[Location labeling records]
____

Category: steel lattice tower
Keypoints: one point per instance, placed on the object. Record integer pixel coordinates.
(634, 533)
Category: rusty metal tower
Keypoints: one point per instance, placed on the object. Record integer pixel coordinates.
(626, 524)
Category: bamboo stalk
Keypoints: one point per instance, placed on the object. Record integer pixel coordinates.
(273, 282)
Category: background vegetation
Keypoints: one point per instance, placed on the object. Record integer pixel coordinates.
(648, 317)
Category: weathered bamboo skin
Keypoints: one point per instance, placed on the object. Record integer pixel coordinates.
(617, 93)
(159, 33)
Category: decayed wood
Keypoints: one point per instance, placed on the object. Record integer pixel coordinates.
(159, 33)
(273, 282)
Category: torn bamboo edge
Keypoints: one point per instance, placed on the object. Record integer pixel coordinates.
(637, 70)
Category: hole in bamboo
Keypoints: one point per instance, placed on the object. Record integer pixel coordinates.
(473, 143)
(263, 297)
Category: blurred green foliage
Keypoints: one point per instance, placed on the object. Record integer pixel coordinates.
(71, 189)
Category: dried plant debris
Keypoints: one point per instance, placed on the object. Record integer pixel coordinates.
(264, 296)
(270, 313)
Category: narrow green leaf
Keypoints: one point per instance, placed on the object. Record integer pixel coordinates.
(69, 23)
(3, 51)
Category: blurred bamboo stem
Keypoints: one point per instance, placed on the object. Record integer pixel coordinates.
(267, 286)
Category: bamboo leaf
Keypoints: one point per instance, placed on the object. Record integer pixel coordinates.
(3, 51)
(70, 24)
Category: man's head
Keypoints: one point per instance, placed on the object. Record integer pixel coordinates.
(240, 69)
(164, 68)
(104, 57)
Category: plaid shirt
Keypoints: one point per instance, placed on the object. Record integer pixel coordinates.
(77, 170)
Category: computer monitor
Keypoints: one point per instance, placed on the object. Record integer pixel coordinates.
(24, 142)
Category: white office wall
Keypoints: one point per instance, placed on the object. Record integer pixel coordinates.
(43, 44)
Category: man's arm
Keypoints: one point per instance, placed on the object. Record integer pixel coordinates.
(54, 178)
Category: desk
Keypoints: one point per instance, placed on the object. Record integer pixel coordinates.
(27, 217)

____

**Exercise objective**
Copy all of the records above word for word, with every line in its original order.

**Solution**
Category: steel lattice tower
Keypoints: one point per instance, placed on the object. Record integer pixel coordinates.
(634, 533)
Category: rusty metal tower
Keypoints: one point per instance, placed on the object. Record integer pixel coordinates.
(626, 524)
Category: bamboo stalk
Keypoints: one point per instance, placed on the object. Record integer pixel coordinates.
(273, 282)
Category: background vegetation
Keypoints: one point per instance, placed on the object. Record integer pixel coordinates.
(648, 317)
Category: weathered bamboo skin
Keypoints: one point per instance, placed on the object. Record integer pixel coordinates.
(617, 93)
(159, 33)
Category: decayed wood
Keypoints: one point per instance, placed on the object. Record integer pixel coordinates.
(159, 33)
(273, 282)
Category: torn bamboo edge
Keypoints: one point per instance, placed on the object. Record integer pixel coordinates.
(637, 70)
Category: hole in bamboo
Keypoints: one point per instance, placed on the object. Record integer pixel coordinates.
(473, 143)
(263, 297)
Category: blurred green foliage
Keypoints: one point per instance, placed on the object. Record integer pixel coordinates.
(71, 189)
Category: dried plant debris
Keypoints: one point per instance, placed on the object. Record integer pixel coordinates.
(264, 296)
(270, 313)
Category: narrow green leaf
Keypoints: one point per instance, placed on the object. Record integer pixel coordinates.
(69, 23)
(3, 51)
Category: blurred bamboo stem
Keypoints: one point per instance, placed on the object. Record integer pixel coordinates.
(267, 286)
Category: bamboo leaf
Keypoints: one point per instance, placed on the object. Record integer pixel coordinates.
(3, 51)
(70, 24)
Category: man's head
Keypoints: one point per instance, placed on the object. Record integer pixel coordinates.
(240, 69)
(164, 68)
(104, 57)
Category: plaid shirt
Keypoints: one point per instance, placed on the object. Record integer pixel coordinates.
(77, 170)
Category: computer monitor
Keypoints: one point per instance, placed on the object. Record integer pixel coordinates.
(24, 142)
Category: white office wall
Keypoints: one point per instance, placed on the object. Record integer pixel coordinates.
(43, 44)
Category: man's arm
Keypoints: one point per instance, placed on the object. Record integer pixel coordinates.
(54, 178)
Category: desk
Keypoints: one point per instance, placed on the object. Record integer pixel coordinates.
(27, 217)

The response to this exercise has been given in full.